---- Extrait à lire

S’il est un site ardèchois qui a payé un lourd tribut à la modernité, il s’agit bien du château de Saint-Romain de Valmordane, à 6 km à l’ouest de Tournon, sur la commune de Saint-Barthélémy-le-Plain.
Au xie siècle, il s’agissait d’un castrum (désignant à l'époque un château fort), plus tard mandement, qui faisait partie du diocèse de Valence. Son territoire couvrait approximativement les communes actuelles de Saint-Barthélémy-le-Plain, Boucieu-le-Roi et une partie de Colombier-le-Jeune. Sa situation stratégique dans un lieu splendide et sauvage lui permettait de surveiller et commander la vallée du Doux. On peut supposer qu’un tel site a connu des occupations antérieures.
Endommagé pendant la guerre de Cent Ans, ses défenses rendues obsolètes par l’invention de l’artillerie, détruit pendant les guerres de Religion au xvie siècle, ce sont cependant les deux tracés successifs de la route menant à Lamastre qui ont eu raison des ruines vénérables (photo 1).

Photo 1

Photo 1

Quelques pauvres vestiges (photo 2) subsistent sur un piton rocheux (photo 1) et une petite tour isolée par le premier tracé de la route (photo 3).

--------
---- Entrées affichées

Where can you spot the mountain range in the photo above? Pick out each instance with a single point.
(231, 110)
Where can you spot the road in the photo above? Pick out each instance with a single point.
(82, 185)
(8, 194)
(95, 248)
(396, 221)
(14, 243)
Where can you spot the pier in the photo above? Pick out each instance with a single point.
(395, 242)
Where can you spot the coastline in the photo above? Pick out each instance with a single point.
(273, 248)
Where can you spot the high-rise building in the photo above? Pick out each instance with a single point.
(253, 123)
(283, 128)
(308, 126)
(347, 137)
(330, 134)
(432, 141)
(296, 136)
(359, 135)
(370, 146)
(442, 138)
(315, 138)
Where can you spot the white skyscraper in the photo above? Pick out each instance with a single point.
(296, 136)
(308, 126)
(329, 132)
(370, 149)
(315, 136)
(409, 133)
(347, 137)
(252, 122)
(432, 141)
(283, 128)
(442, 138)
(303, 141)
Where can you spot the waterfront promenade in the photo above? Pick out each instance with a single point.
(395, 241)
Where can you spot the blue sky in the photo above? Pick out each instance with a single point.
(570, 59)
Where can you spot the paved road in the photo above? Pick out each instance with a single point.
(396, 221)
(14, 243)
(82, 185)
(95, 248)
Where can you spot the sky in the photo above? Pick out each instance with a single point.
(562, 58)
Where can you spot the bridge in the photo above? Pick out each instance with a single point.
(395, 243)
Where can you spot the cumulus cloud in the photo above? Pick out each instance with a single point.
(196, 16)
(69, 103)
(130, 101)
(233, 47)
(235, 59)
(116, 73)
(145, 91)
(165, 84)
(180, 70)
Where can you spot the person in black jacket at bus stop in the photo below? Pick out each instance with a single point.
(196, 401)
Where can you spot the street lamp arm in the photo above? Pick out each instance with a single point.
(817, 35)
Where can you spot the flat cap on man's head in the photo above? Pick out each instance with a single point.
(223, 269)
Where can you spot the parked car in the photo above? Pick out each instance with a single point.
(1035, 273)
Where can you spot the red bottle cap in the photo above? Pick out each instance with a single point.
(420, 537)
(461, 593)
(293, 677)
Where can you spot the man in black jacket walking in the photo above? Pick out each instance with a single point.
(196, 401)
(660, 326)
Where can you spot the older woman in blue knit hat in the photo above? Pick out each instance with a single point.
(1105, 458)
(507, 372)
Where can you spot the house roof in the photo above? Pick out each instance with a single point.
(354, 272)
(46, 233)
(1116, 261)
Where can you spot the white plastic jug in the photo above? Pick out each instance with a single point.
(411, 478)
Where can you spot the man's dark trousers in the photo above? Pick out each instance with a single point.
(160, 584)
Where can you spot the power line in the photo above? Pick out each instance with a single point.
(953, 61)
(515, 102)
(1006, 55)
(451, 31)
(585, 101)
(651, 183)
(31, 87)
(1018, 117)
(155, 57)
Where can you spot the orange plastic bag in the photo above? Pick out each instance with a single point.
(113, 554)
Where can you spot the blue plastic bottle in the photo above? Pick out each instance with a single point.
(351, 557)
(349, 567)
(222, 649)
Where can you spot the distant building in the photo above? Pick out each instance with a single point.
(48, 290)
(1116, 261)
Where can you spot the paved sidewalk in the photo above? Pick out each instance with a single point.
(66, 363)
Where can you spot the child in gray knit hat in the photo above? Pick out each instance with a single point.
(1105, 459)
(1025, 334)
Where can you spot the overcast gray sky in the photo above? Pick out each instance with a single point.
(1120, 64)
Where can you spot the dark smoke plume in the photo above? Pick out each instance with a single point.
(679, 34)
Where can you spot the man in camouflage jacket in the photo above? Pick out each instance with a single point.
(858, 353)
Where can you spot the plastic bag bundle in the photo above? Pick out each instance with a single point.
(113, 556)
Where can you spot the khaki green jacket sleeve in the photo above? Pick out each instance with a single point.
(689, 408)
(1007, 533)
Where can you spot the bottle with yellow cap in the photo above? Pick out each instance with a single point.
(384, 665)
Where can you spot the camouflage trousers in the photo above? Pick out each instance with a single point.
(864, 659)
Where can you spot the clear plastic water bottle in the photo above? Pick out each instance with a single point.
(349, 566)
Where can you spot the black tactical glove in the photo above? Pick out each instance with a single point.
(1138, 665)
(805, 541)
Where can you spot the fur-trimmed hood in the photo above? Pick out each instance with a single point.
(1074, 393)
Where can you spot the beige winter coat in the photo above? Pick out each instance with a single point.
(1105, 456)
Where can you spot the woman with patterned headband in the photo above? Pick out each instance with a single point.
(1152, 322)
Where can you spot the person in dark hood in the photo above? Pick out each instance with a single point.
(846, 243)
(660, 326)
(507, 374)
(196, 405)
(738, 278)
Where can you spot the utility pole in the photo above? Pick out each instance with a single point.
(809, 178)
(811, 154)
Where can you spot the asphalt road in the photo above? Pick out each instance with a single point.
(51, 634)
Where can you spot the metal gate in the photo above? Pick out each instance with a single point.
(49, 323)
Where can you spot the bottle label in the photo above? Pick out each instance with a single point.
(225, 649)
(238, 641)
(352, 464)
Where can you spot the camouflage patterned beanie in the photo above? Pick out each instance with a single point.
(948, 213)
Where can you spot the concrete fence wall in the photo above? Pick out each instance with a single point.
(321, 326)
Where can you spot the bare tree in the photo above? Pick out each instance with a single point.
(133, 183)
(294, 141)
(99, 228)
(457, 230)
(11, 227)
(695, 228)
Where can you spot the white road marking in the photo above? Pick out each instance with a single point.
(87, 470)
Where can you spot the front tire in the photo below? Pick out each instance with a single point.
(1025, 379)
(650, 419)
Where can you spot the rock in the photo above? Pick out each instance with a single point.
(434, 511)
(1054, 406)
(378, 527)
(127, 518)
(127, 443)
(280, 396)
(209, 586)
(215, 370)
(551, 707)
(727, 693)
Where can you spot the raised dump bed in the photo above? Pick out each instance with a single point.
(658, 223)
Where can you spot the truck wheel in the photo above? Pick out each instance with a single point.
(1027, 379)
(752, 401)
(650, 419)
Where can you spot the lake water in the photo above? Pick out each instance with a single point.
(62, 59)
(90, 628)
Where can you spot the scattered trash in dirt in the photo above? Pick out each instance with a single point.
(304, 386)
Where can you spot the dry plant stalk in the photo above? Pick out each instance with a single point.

--------

# [Consigne]
Répondez brièvement à ces questions sur l'extrait ci-dessus :
(a) À quelle distance de Tournon et dans quelle direction se trouve le château de Saint-Romain de Valmordane ?
(b) Quelle vallée sa situation stratégique lui permettait-elle de surveiller et commander ?
(c) Qu'est-ce qui a finalement eu raison des ruines ?

# [Résultat attendu]
(a) À 6 km à l'ouest de Tournon.
(b) La vallée du Doux.
(c) Les deux tracés successifs de la route menant à Lamastre.